[Task objective] From the data that follows, print exactly the lines starting at the one containing "186L601 198L636 197L653" and ending at the one containing "129L366 122L257 291L210"; include both of them and nothing more.

------ Provided entries

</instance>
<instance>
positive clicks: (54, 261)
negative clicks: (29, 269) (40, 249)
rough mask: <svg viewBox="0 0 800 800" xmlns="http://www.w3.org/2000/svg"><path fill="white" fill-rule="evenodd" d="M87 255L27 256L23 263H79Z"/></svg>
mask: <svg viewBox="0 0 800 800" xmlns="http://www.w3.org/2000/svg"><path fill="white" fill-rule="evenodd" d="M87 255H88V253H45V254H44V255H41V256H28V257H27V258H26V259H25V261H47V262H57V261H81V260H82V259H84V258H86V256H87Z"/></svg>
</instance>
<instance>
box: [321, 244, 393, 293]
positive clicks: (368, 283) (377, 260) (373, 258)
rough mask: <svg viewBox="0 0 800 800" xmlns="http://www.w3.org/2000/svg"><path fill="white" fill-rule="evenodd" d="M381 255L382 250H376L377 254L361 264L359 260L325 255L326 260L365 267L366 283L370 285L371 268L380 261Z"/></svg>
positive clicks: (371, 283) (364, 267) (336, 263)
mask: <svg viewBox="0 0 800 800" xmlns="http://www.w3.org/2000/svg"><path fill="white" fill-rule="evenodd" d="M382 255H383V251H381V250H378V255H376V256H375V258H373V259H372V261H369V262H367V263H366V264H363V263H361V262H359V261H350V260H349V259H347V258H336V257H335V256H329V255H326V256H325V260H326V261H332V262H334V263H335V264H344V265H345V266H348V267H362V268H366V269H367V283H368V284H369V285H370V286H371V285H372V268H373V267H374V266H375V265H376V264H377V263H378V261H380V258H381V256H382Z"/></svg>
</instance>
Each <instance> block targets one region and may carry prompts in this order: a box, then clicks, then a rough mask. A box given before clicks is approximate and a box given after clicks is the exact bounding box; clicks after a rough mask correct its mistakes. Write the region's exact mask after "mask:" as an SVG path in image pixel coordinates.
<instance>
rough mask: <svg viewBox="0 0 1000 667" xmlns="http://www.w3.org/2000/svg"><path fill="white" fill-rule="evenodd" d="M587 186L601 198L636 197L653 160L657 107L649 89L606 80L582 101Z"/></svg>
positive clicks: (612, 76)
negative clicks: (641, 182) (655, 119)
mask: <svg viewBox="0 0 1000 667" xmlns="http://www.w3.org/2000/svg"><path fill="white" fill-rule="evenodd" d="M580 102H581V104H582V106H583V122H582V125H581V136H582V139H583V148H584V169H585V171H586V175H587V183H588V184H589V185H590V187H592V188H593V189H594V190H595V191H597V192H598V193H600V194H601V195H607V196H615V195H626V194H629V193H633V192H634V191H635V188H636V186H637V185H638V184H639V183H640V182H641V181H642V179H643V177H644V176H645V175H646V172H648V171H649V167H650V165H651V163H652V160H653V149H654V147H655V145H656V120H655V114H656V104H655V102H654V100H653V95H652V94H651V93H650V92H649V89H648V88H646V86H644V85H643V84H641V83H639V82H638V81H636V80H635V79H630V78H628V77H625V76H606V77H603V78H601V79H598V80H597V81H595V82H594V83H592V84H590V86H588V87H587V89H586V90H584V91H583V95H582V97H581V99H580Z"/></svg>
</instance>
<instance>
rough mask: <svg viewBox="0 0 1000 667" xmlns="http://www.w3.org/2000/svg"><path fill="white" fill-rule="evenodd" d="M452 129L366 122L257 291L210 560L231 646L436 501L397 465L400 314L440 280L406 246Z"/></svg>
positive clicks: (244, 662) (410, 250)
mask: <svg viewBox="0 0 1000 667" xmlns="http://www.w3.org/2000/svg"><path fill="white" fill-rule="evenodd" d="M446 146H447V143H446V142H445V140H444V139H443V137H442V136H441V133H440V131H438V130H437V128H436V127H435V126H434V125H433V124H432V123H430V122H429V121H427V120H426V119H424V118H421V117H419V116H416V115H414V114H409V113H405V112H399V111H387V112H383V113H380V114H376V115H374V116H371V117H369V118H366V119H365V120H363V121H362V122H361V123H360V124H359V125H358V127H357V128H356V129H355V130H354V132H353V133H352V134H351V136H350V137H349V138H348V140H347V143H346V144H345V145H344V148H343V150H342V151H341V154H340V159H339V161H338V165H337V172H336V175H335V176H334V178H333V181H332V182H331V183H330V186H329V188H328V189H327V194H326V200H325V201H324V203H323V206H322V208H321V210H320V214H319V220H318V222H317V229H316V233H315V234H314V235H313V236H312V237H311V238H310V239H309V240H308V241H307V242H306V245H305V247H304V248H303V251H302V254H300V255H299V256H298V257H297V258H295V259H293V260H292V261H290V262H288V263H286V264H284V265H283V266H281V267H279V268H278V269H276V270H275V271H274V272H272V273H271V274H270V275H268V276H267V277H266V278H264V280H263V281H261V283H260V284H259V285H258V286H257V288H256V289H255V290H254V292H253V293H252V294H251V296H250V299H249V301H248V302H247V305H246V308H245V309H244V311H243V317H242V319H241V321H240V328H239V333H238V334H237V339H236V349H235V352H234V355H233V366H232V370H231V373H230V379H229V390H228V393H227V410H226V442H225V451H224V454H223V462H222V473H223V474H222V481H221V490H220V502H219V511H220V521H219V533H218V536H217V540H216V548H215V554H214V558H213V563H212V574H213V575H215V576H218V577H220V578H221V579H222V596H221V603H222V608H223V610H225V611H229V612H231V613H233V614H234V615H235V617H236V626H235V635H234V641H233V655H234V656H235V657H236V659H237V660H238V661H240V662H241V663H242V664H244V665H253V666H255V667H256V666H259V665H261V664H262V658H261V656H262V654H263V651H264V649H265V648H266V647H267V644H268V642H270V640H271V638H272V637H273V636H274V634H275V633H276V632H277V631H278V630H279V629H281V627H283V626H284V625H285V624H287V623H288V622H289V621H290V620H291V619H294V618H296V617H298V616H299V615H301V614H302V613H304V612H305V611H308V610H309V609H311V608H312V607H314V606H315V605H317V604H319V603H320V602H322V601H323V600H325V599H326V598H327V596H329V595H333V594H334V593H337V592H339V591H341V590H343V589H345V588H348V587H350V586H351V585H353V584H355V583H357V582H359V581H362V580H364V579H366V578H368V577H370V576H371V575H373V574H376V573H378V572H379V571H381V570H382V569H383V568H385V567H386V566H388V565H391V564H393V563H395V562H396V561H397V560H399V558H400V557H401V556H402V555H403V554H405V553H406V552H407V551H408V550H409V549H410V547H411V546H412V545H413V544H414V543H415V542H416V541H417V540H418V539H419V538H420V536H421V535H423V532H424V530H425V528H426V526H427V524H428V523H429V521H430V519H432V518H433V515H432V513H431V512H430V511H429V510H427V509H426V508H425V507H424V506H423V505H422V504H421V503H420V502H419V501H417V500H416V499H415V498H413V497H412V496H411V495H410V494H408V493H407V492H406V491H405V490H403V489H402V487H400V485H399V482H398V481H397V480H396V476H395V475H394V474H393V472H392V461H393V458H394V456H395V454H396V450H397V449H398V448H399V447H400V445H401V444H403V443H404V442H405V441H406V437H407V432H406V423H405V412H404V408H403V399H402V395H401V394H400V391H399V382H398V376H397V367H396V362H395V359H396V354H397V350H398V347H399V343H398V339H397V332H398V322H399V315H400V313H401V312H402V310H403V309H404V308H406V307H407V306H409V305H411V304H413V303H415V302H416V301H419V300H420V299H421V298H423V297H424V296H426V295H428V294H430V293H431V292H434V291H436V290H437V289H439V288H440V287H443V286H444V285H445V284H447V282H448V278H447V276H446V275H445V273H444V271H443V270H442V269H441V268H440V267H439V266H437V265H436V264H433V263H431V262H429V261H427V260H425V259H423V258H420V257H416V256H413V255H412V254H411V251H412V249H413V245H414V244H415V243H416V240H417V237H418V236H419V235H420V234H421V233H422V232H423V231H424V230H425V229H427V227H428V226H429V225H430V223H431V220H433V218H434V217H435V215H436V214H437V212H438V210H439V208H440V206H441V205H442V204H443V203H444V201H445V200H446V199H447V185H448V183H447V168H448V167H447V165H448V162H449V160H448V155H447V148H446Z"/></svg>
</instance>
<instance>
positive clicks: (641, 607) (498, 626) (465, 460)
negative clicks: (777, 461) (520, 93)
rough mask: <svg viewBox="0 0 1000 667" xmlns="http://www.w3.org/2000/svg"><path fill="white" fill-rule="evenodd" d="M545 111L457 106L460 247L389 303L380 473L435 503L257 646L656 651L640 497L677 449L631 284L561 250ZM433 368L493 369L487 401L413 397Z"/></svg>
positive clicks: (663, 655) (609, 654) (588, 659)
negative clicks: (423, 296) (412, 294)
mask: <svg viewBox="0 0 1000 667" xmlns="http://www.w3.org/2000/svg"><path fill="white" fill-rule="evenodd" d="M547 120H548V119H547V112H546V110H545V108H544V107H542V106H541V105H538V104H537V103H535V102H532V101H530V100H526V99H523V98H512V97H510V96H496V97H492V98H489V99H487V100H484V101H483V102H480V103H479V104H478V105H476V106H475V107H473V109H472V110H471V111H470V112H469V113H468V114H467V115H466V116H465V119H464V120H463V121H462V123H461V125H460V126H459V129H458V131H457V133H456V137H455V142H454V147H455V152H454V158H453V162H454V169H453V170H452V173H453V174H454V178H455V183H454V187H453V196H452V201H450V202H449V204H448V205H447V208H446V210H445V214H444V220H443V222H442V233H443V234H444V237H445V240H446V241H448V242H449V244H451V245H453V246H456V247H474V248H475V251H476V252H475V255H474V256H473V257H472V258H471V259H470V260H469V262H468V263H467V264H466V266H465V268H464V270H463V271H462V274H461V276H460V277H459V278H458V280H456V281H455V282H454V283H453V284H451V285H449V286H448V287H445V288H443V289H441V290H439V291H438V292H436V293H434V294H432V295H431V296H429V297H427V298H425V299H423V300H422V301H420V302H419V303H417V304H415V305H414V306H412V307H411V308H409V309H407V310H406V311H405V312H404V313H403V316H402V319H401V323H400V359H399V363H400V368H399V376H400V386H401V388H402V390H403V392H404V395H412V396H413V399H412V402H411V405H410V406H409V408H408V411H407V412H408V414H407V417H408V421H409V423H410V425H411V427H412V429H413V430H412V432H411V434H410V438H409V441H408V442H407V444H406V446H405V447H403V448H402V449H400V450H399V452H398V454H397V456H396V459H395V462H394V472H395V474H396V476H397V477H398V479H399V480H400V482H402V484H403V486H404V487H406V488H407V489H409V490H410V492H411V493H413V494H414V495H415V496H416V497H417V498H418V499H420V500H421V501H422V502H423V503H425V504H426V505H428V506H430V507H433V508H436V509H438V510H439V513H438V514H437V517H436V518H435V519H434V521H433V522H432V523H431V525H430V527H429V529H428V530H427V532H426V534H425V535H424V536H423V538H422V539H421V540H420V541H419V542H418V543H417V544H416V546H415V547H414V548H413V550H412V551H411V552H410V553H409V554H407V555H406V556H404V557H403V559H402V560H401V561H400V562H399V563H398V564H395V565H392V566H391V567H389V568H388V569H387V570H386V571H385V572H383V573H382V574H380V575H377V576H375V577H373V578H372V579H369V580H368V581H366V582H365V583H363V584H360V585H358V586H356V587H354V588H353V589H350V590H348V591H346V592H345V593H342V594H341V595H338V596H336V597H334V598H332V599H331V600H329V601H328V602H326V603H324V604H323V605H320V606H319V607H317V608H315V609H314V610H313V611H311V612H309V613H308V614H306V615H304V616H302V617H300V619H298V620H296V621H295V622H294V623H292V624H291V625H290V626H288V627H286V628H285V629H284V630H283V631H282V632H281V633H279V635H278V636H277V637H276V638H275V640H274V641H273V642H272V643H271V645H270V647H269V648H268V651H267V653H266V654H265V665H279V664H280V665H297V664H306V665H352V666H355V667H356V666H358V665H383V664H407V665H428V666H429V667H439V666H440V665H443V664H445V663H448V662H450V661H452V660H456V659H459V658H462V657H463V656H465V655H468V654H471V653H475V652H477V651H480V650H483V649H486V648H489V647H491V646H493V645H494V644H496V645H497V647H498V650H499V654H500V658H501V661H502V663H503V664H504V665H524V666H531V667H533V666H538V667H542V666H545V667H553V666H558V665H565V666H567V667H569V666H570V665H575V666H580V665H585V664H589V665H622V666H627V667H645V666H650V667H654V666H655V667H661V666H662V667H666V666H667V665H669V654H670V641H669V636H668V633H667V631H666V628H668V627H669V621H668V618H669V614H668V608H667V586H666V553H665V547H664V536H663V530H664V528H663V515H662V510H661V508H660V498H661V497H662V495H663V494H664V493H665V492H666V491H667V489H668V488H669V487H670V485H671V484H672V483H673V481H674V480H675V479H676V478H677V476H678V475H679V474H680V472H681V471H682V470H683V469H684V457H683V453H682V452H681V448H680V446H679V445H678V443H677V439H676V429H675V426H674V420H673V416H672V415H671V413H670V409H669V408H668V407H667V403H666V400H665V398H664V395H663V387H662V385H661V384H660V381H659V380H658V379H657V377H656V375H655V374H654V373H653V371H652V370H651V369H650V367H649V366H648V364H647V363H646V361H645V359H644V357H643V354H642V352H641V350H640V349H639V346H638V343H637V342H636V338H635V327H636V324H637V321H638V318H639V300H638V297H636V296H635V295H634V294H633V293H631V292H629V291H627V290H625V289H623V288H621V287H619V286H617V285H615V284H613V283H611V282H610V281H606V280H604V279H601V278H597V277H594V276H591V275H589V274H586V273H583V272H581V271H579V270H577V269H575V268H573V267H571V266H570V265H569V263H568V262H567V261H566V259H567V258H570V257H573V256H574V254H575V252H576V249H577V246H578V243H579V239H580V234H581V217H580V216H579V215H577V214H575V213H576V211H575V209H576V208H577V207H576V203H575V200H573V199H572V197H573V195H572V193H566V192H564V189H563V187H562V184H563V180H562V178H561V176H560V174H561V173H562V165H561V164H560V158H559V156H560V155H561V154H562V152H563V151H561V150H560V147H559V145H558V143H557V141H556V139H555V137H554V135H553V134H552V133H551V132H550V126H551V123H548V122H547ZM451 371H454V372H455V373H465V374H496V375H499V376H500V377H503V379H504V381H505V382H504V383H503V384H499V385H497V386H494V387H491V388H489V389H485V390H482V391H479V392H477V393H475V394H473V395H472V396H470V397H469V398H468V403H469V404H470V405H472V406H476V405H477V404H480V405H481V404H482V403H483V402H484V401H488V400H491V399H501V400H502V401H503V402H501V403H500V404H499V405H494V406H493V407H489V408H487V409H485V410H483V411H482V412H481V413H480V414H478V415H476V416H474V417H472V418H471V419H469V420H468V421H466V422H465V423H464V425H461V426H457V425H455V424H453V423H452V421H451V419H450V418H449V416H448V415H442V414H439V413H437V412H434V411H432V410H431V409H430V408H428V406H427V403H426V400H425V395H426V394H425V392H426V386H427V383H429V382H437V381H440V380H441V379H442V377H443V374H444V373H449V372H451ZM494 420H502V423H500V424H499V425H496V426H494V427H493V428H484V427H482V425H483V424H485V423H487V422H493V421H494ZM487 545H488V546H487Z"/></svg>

------------

[Solution to this task]
rough mask: <svg viewBox="0 0 1000 667" xmlns="http://www.w3.org/2000/svg"><path fill="white" fill-rule="evenodd" d="M587 186L601 198L636 197L653 160L657 107L649 89L606 80L582 101Z"/></svg>
positive clicks: (612, 76)
negative clicks: (641, 182) (655, 119)
mask: <svg viewBox="0 0 1000 667" xmlns="http://www.w3.org/2000/svg"><path fill="white" fill-rule="evenodd" d="M580 102H581V104H582V106H583V122H582V125H581V136H582V139H583V148H584V169H585V171H586V175H587V183H588V184H589V185H590V187H592V188H593V189H594V190H595V191H597V192H598V193H600V194H601V195H607V196H615V195H626V194H629V193H633V192H634V191H635V188H636V186H637V185H638V184H639V183H640V182H641V181H642V179H643V177H644V176H645V175H646V172H648V171H649V167H650V165H651V163H652V160H653V149H654V147H655V145H656V120H655V114H656V104H655V102H654V100H653V95H652V94H651V93H650V92H649V89H648V88H646V86H644V85H643V84H641V83H639V82H638V81H636V80H635V79H630V78H628V77H625V76H606V77H603V78H601V79H598V80H597V81H595V82H594V83H592V84H590V86H588V87H587V89H586V90H584V91H583V95H582V97H581V99H580Z"/></svg>
</instance>
<instance>
rough mask: <svg viewBox="0 0 1000 667" xmlns="http://www.w3.org/2000/svg"><path fill="white" fill-rule="evenodd" d="M452 129L366 122L257 291L210 560L231 646L436 501L397 465L400 314L440 280L406 246Z"/></svg>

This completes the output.